DATA IN THIS EXERCISE:
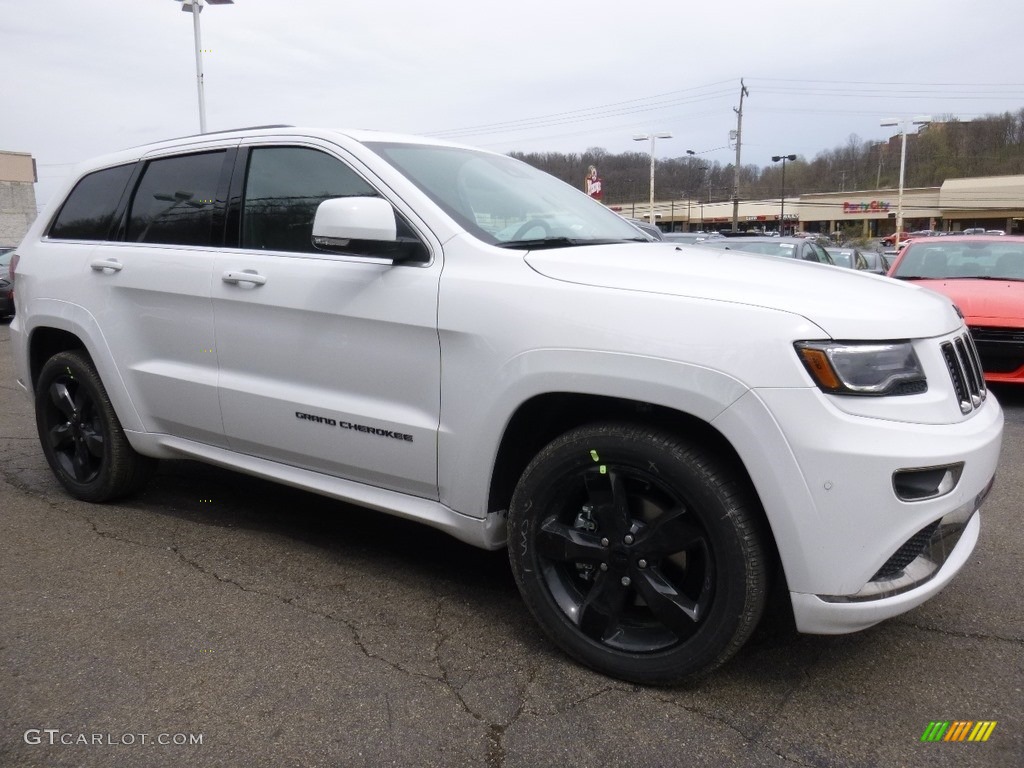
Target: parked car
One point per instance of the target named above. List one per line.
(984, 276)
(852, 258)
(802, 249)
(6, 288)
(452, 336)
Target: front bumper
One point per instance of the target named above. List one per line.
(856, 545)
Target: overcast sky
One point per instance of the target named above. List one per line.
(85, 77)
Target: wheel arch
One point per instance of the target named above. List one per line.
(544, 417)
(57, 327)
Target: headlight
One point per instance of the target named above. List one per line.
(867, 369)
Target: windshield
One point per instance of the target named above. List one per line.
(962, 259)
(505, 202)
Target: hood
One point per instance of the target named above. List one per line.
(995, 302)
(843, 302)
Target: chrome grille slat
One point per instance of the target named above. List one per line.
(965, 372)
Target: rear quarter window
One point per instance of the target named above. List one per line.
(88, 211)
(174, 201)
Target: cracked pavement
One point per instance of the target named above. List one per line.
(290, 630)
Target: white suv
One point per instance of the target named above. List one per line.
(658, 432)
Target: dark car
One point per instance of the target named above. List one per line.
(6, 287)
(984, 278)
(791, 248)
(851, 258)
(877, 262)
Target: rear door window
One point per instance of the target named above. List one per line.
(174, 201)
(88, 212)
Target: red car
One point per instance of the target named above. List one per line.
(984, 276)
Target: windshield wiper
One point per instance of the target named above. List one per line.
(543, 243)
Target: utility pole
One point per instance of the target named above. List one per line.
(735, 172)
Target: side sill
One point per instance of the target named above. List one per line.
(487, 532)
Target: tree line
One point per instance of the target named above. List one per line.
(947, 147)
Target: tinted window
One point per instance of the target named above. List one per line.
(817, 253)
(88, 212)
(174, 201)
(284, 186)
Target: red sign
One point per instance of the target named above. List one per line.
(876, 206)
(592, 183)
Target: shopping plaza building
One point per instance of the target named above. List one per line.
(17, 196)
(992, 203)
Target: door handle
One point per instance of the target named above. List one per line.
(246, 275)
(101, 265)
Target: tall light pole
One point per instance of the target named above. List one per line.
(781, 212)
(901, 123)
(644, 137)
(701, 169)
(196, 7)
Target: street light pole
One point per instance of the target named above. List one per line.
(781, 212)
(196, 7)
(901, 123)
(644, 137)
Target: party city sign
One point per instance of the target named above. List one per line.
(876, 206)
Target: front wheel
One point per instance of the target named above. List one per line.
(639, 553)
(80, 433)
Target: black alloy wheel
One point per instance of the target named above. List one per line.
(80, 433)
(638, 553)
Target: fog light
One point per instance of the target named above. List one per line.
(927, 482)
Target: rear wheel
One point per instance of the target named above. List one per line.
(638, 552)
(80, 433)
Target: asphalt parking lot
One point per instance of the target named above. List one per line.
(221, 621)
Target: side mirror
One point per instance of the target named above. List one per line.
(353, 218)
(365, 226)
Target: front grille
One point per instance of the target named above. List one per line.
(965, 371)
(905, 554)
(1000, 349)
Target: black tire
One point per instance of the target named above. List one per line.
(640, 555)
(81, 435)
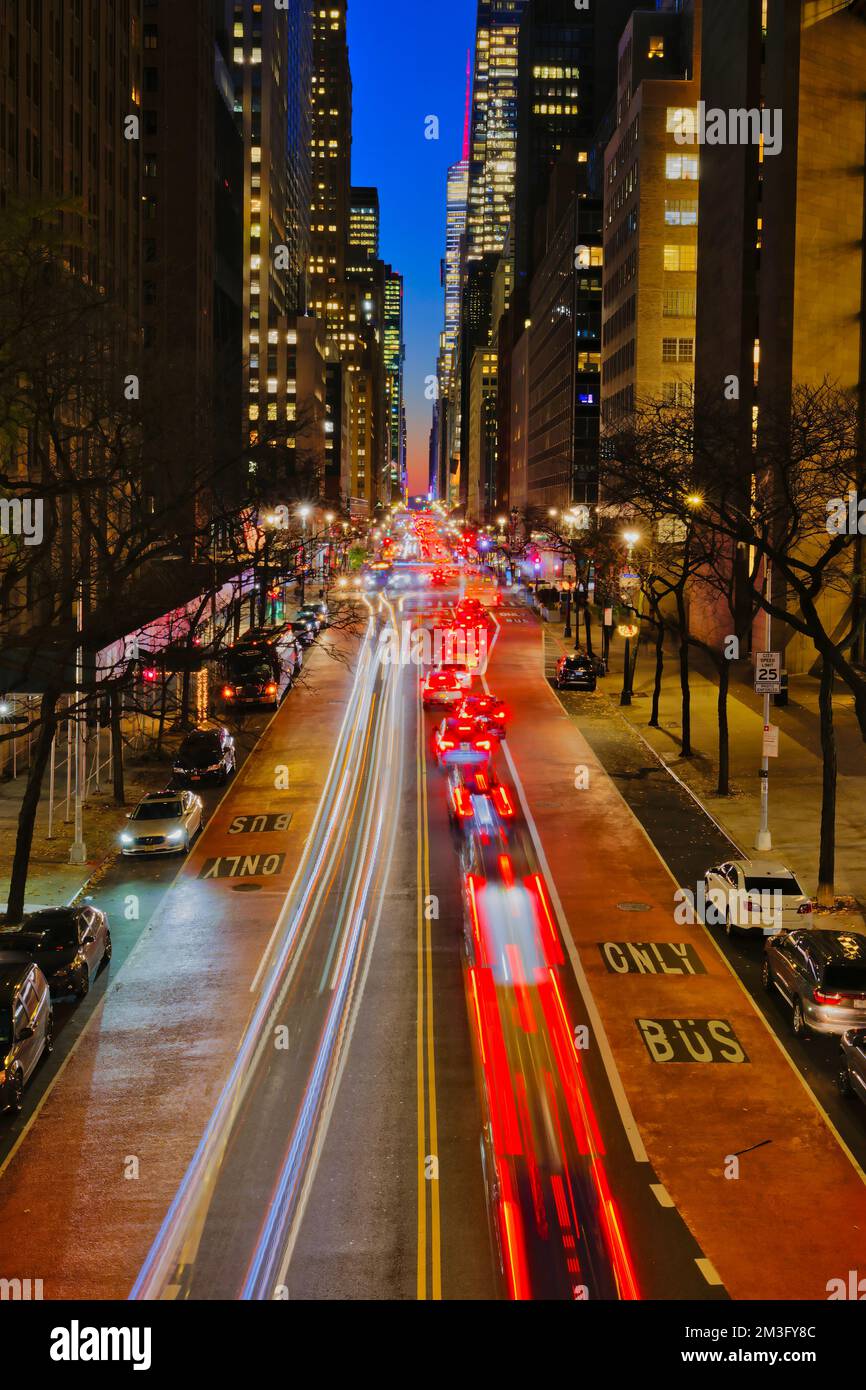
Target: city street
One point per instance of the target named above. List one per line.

...

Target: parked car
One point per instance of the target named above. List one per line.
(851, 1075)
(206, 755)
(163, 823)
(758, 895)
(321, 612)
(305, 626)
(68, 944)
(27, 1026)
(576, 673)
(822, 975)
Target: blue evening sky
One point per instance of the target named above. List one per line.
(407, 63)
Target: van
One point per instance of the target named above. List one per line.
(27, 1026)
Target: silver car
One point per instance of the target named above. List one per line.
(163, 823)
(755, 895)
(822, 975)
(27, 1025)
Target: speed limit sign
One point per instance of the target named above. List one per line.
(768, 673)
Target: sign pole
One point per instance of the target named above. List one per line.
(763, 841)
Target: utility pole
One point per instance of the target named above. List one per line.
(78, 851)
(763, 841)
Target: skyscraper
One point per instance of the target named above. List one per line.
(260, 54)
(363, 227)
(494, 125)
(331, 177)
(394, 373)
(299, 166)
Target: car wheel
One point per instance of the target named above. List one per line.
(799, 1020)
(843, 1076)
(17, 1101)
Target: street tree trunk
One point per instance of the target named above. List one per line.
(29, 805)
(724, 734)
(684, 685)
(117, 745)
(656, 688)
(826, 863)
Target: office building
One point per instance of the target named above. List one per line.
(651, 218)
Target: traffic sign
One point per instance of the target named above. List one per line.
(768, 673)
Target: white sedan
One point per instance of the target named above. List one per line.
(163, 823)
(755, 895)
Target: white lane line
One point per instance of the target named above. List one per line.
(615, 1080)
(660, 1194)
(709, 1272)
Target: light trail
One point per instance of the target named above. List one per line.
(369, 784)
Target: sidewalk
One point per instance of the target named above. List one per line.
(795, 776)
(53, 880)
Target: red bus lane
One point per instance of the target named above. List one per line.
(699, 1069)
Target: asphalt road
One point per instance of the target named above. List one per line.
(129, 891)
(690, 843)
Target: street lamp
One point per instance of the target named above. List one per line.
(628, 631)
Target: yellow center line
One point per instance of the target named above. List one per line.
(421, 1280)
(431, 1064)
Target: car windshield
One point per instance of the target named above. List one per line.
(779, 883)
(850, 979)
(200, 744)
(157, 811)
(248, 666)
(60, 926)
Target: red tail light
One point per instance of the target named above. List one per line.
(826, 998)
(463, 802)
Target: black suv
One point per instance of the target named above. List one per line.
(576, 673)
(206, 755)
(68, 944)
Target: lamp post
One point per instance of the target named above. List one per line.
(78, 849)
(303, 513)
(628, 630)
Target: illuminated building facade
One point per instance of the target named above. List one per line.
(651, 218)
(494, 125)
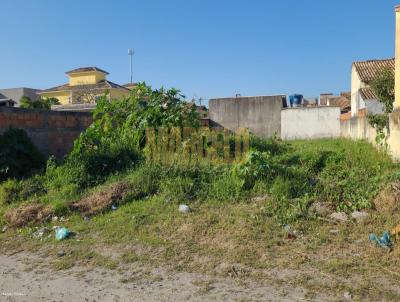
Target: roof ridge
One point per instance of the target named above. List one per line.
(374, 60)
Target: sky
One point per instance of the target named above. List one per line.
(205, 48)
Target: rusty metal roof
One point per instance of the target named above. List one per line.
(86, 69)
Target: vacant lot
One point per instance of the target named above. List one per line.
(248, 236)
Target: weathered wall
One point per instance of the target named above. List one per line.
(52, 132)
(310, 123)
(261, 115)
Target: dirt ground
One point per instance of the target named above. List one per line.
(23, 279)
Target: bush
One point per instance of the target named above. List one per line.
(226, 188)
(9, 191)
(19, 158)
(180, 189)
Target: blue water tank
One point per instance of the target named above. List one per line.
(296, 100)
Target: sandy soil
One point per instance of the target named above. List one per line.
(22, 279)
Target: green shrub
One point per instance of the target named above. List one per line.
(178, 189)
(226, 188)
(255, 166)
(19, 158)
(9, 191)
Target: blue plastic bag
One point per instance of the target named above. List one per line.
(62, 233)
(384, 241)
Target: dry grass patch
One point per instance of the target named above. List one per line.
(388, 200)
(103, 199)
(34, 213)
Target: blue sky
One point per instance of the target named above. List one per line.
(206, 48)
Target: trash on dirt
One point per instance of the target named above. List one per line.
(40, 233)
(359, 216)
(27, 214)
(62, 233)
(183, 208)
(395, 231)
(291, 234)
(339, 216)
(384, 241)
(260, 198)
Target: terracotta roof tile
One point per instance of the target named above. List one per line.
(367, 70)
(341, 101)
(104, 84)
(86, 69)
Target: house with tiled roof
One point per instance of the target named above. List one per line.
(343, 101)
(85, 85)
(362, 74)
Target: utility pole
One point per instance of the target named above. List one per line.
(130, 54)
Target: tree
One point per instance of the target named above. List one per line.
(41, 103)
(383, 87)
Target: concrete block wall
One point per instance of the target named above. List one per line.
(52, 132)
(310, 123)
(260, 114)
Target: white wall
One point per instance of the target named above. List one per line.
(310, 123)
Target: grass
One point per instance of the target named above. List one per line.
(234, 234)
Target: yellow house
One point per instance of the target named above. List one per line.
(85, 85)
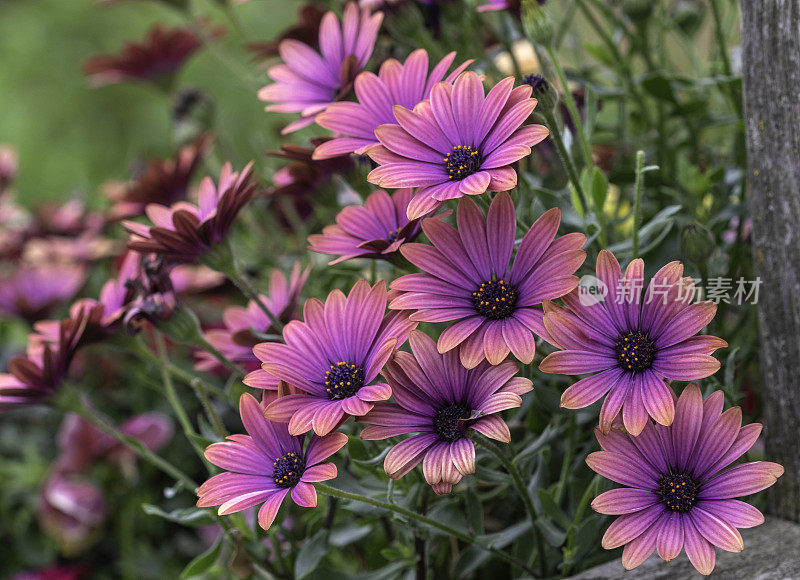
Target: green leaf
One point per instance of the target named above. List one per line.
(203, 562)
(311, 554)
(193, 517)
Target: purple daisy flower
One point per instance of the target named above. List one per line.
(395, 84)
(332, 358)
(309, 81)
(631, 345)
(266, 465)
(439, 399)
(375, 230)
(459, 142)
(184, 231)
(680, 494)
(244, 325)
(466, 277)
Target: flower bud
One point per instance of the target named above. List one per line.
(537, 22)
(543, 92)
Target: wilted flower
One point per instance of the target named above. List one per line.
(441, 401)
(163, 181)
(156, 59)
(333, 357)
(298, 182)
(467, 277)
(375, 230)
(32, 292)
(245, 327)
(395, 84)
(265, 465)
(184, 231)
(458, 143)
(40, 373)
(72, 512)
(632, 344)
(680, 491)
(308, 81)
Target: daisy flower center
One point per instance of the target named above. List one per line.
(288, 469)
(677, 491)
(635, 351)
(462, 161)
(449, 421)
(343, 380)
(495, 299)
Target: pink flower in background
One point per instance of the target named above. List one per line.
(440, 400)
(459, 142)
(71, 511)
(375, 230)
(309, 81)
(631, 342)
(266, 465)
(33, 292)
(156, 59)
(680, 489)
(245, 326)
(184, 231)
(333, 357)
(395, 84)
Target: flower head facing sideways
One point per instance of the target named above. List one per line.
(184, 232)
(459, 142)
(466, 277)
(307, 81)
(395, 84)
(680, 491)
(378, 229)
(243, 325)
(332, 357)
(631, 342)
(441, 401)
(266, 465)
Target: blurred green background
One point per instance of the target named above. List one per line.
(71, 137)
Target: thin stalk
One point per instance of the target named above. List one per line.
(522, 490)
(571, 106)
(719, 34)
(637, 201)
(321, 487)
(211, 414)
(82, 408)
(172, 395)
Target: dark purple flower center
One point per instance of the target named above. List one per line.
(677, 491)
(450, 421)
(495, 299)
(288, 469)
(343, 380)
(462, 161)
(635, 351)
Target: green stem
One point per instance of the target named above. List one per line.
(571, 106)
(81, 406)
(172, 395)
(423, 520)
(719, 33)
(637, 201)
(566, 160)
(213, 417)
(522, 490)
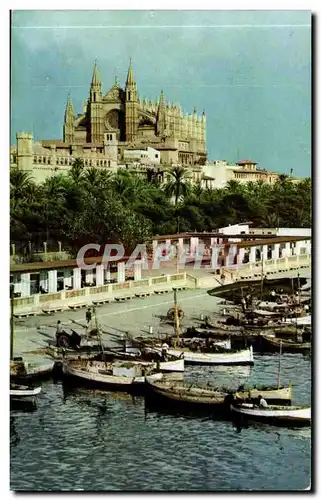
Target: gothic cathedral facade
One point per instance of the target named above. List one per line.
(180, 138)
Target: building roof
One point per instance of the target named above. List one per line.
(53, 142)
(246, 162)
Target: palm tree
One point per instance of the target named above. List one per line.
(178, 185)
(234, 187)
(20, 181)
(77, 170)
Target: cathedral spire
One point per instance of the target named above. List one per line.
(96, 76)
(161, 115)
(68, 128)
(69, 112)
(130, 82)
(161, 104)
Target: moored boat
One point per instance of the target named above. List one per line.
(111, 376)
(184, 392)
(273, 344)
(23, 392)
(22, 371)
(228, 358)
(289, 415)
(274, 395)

EXERCISE PROMPT:
Select and copy every line from the entries above that contains the word "daisy".

WRITTEN SOLUTION:
Target: purple daisy flower
Target: daisy flower center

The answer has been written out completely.